What needs to be done
Recast the lines of every item below as one numbered list, leaving out any blank lines.

Input
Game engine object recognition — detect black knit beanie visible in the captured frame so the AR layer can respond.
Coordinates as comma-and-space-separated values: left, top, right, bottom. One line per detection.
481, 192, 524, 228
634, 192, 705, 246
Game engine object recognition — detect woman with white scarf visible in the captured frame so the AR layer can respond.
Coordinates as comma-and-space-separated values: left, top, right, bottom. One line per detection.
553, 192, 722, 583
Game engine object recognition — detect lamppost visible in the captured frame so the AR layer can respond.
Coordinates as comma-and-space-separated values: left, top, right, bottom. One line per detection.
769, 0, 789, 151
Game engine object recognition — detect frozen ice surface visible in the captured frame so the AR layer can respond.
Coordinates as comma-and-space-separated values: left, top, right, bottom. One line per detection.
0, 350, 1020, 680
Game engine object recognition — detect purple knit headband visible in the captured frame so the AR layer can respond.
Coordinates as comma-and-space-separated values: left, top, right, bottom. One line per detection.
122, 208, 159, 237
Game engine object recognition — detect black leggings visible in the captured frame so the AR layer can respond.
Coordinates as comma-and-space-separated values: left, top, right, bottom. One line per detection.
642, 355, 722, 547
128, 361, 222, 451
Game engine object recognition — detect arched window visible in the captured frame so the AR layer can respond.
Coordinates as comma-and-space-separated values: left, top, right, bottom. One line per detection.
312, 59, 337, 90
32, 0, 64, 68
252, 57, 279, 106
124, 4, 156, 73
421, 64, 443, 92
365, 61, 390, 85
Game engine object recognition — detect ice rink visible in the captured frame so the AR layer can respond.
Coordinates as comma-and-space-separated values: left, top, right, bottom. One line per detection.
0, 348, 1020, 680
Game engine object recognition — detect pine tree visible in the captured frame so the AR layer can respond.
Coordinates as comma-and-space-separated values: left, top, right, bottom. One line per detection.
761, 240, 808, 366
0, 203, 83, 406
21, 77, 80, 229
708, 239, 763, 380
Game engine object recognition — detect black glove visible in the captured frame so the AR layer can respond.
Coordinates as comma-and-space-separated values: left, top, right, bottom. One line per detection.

Final result
1. Game engine object recognition — detect black knit beanie visible in the captured frame so the AR layer can respond.
2. Coordinates as comma-and-space-separated values: left, top, right, bottom. One line per detection.
3. 481, 192, 524, 228
4. 634, 192, 705, 246
5. Game engine object recognition — detect woman with white scarf visible in the captured frame so the AR layer can respond.
6. Coordinates as comma-and-space-separated values: left, top, right, bottom. One line per detection.
7. 553, 192, 722, 583
8. Game engine object recognition — detect lamppost visible in the captured frame so the AR layer can respond.
9. Coordinates as comma-and-space-separated values: left, top, right, bottom. One line per detection.
10. 769, 0, 789, 151
11. Game engine object recognition — detect frozen ice surface visible in the captured frame so the AR layer can respond.
12. Coordinates as comma-and-space-separated values: left, top, right, bottom. One line per detection.
13. 0, 350, 1020, 680
14. Game engine object recognition — detect purple knit headband visible in the captured frame so the AR layer can respond.
15. Coordinates as comma-and-space-separated values: left, top, right, bottom. One line per detection.
16. 122, 208, 159, 237
17. Game engine object recognition — detect black leggings visible in the captured frame so the AR layer can respond.
18. Coordinates as comma-and-space-separated values: left, top, right, bottom. One line per detection.
19. 642, 355, 722, 547
20. 128, 361, 222, 451
21. Game engine object recognition — detect arched window visible in the captured frame so the AR layer can respond.
22. Coordinates as comma-and-space-separated values: left, top, right, bottom. One line per detection.
23. 312, 59, 337, 90
24. 32, 0, 64, 68
25. 252, 57, 279, 106
26. 124, 4, 156, 73
27. 421, 64, 443, 92
28. 365, 61, 390, 85
29. Game engine object recognition — detect ice rink visible in the captured frame so the AR layer can respond.
30. Coordinates as comma-and-space-separated values: left, top, right, bottom. One line per detection.
31. 0, 348, 1020, 680
32. Game engine object recognition — detect pine tree visible in the captured frame so the AR layer can respond.
33. Coordinates as comma-and-space-separated values: left, top, right, bottom. One line per detection.
34. 761, 240, 808, 366
35. 0, 203, 83, 406
36. 21, 77, 80, 229
37. 708, 239, 763, 380
38. Game engine object recognition — detect black glove visible in the captured frame so the AR layer can respond.
39. Coordinates as comma-and-space-separated values: left, top, right, bottom. One line per detection.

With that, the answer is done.